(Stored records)
§

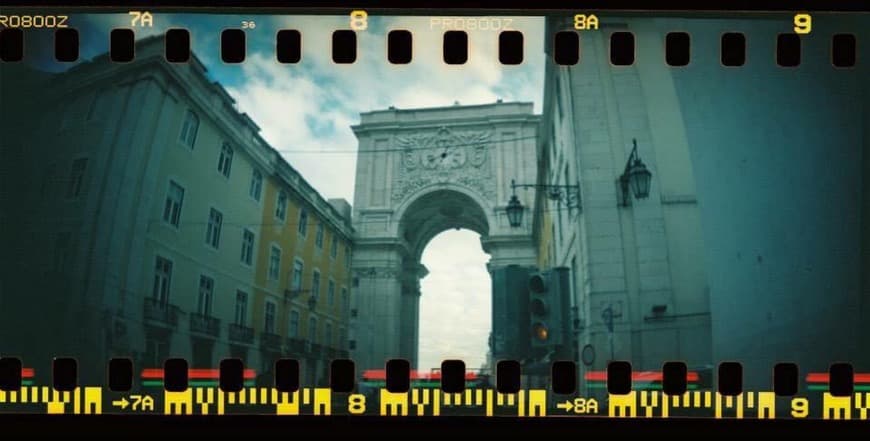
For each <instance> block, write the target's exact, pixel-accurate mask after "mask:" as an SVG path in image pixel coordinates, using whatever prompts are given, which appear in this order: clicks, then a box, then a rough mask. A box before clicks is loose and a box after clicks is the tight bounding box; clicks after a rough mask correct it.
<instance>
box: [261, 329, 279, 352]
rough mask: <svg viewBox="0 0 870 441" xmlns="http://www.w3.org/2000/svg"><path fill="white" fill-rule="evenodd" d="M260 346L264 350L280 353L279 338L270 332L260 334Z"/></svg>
mask: <svg viewBox="0 0 870 441" xmlns="http://www.w3.org/2000/svg"><path fill="white" fill-rule="evenodd" d="M260 346H261V347H263V348H264V349H269V350H272V351H276V352H280V351H281V336H280V335H278V334H273V333H271V332H263V333H261V334H260Z"/></svg>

§

- About this task -
Can you repeat every record above exactly, apart from the pictures?

- Solution to this task -
For each <instance> block, write the target's exact, pixel-accurate mask after "mask:" as an SVG path in image pixel coordinates, using whatever prompts are given, which appear in this order: clicks, then a box, then a rough mask. A box before clicks is loose and a box after clicks is the tight bounding box; clicks after a rough mask correct it.
<instance>
box: [261, 329, 279, 352]
rough mask: <svg viewBox="0 0 870 441" xmlns="http://www.w3.org/2000/svg"><path fill="white" fill-rule="evenodd" d="M260 346L264 350L280 353L279 338L270 332L260 334Z"/></svg>
mask: <svg viewBox="0 0 870 441" xmlns="http://www.w3.org/2000/svg"><path fill="white" fill-rule="evenodd" d="M260 346H261V347H263V348H264V349H269V350H272V351H276V352H280V351H281V336H280V335H278V334H273V333H271V332H263V333H261V334H260Z"/></svg>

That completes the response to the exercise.